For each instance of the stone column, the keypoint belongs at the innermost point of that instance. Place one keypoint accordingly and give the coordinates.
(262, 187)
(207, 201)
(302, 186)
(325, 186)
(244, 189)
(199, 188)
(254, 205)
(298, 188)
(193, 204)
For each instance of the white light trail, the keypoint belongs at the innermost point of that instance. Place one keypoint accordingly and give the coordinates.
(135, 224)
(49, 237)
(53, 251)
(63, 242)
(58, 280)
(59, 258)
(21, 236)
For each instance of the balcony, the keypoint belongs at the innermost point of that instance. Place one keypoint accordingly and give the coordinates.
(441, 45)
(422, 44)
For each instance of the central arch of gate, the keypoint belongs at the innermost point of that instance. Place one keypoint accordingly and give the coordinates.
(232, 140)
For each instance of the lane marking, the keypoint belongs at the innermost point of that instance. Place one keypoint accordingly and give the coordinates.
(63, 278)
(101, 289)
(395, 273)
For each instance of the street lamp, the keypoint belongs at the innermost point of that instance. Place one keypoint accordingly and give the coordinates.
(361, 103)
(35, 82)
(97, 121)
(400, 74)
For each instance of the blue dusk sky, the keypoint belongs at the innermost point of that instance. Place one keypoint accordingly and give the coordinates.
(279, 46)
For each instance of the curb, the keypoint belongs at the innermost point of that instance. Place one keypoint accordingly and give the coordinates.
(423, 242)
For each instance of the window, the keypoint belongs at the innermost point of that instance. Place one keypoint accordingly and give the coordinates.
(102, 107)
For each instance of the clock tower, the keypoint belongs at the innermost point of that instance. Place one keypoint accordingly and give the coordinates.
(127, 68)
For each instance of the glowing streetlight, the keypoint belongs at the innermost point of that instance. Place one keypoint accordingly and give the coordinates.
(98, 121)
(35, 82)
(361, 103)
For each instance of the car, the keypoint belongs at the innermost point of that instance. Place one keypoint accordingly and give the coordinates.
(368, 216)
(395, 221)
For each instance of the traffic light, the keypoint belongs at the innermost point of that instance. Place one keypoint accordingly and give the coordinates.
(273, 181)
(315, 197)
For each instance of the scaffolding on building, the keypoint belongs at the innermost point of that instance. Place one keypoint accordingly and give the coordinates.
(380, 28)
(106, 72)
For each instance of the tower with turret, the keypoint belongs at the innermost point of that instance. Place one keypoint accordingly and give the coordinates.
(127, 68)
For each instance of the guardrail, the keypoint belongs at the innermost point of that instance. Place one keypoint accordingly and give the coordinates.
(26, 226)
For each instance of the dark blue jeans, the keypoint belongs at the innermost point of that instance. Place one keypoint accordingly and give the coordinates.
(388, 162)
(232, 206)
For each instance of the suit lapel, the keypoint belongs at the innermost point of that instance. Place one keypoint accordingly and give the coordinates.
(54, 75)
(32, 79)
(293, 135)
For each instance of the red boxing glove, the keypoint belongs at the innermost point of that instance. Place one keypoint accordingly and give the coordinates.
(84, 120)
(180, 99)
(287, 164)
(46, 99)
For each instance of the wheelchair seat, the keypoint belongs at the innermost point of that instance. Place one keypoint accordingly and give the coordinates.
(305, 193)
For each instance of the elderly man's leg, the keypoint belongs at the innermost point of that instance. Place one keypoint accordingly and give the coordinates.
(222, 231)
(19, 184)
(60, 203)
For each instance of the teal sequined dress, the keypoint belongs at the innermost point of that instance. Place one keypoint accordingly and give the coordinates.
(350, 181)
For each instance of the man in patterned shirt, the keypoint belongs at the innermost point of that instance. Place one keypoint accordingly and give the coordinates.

· · · ·

**WHAT YOU ARE ASKED TO DO:** Print back all the lines verbatim.

**THE ANSWER:**
For each instance of the stone column, the keypoint belongs at the innermost point of that instance. Place one keypoint accordingly and give the coordinates.
(262, 187)
(207, 201)
(302, 186)
(325, 186)
(244, 189)
(199, 188)
(254, 205)
(298, 188)
(193, 204)
For each instance of the white light trail, the keypoint belongs at the innermost point of that instance. Place one keypoint accordingly and give the coordinates.
(135, 224)
(49, 237)
(53, 251)
(63, 242)
(58, 280)
(59, 258)
(21, 236)
For each instance of the balcony, the keypoint belongs at the innermost point of that instance. Place one keypoint accordingly and give the coordinates.
(441, 45)
(422, 44)
For each instance of the central arch of gate, the keypoint belongs at the innermost point of that instance. Place one keypoint accordingly and give the coordinates.
(232, 140)
For each instance of the lane marking, the keypoint belongs at the innermost point of that instance. Place one keypoint accordingly and give the coordinates.
(63, 278)
(101, 289)
(395, 273)
For each instance of the street lamp, the keypoint belongs at the innermost point of that instance. Place one keypoint accordingly and give the coordinates.
(361, 103)
(35, 82)
(97, 121)
(400, 74)
For each instance of the blue dusk sky, the keypoint belongs at the innermost point of that instance. Place one keypoint accordingly and give the coordinates.
(279, 46)
For each instance of the curb, the keypoint belongs at the innermost point of that instance. Place one keypoint accordingly and give the coordinates.
(423, 242)
For each instance of the window, the keypoint belongs at the innermost point of that instance. Place one keypoint accordingly and give the coordinates.
(102, 107)
For each instance of the clock tower, the keypoint belongs at the innermost point of that instance. Place one keypoint accordingly and give the coordinates.
(127, 68)
For each instance of the glowing streetlight, the keypoint belongs at the innermost point of that instance. Place one keypoint accordingly and give the coordinates.
(98, 121)
(35, 82)
(361, 103)
For each instance of the car, the keypoint belongs at the innermost point of that instance. Place one keypoint accordingly and give the coordinates.
(368, 216)
(395, 221)
For each instance of the traffic light, the keypoint belongs at the innermost point of that instance. Place one keypoint accordingly and give the coordinates.
(273, 181)
(315, 197)
For each instance of the scaffolding on building, the keypoint belongs at the innermost point of that instance. Place one keypoint accordingly and give the coordinates.
(380, 28)
(106, 72)
For each instance of the tower with turret, the keypoint belongs at the innermost point of that instance. Place one keypoint accordingly and give the coordinates.
(127, 68)
For each instance of the guardrail, the keypoint belongs at the innermost point of that instance. Place one keypoint accordingly and give the coordinates.
(26, 226)
For each instance of the dark blue jeans, the keypoint belongs at the innermost point of that instance. Place one keypoint accordingly and give the coordinates.
(388, 162)
(232, 206)
For each instance of the suit lapel, the keypoint belongs at the innermost point of that instance. Place one keypoint accordingly and give the coordinates.
(54, 75)
(32, 79)
(293, 135)
For each instance of the red boxing glove, the keypoint belongs at the innermost point of that instance. Place one keypoint accordingly and give the coordinates.
(84, 120)
(180, 99)
(287, 164)
(46, 99)
For each instance of the wheelchair seat, the keypoint belongs at the innermost point of that instance. Place one keypoint accordingly and give the coordinates.
(305, 193)
For each instance of the elderly man's leg, the keypoint belongs at the innermost point of that instance. Place one keypoint accordingly and give the coordinates.
(222, 231)
(19, 184)
(60, 203)
For each instance of the teal sequined dress, the keypoint belongs at the innermost point of that instance. Place one keypoint accordingly and give the coordinates.
(350, 181)
For each instance of the man in patterned shirt, the keypoint belongs at the innermost point of that instance. Place one keypoint accordingly and give the coordinates.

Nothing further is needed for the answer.